About this exercise »
The material below must be restated exactly, line by line.

Data for review »
- Opening Delimiter -

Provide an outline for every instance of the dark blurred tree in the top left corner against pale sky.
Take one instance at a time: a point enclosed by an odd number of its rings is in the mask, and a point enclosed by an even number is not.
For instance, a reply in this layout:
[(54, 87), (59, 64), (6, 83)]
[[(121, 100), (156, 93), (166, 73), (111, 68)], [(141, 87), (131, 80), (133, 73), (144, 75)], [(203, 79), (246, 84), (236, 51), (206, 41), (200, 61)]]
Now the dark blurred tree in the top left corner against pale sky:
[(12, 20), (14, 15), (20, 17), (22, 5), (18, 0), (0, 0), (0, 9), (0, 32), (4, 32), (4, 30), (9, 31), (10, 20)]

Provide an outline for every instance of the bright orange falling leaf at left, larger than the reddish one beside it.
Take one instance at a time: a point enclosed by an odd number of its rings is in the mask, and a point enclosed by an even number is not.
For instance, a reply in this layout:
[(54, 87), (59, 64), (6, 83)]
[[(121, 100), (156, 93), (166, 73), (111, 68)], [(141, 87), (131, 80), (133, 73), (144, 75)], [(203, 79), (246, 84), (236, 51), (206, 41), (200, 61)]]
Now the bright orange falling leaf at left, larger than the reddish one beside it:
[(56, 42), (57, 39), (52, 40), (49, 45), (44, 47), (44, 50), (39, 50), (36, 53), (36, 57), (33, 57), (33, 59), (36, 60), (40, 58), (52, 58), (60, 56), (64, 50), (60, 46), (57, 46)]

- Closing Delimiter -

Answer »
Provide an outline for every instance of the dark blurred tree in the top left corner against pale sky.
Take one instance at a time: a point enclosed by an odd number of its rings is in the mask, and a point enclosed by an even number is not.
For instance, a reply in this layout:
[(54, 87), (59, 64), (6, 83)]
[[(121, 100), (156, 93), (166, 73), (111, 68)], [(141, 87), (131, 80), (133, 73), (144, 75)], [(203, 79), (246, 84), (236, 51), (206, 41), (200, 61)]]
Now the dark blurred tree in the top left corner against pale sky:
[(12, 20), (14, 15), (20, 17), (22, 5), (18, 0), (0, 0), (0, 9), (0, 32), (4, 32), (4, 30), (9, 31), (10, 20)]

Provide an outline for every instance of the bright orange falling leaf at left, larger than the reddish one beside it.
Take one instance at a time: a point enclosed by an odd number of its rings is in the mask, and a point enclosed by an even number is not.
For instance, a reply in this layout:
[(54, 87), (59, 64), (6, 83)]
[[(121, 100), (156, 93), (166, 73), (111, 68)], [(141, 87), (131, 80), (133, 73), (144, 75)], [(203, 79), (246, 84), (236, 51), (206, 41), (200, 61)]]
Now the bright orange falling leaf at left, larger than the reddish one beside it:
[(56, 42), (57, 39), (52, 40), (49, 45), (44, 47), (44, 50), (39, 50), (36, 53), (36, 57), (33, 57), (33, 59), (36, 60), (40, 58), (52, 58), (60, 56), (64, 50), (60, 46), (57, 46)]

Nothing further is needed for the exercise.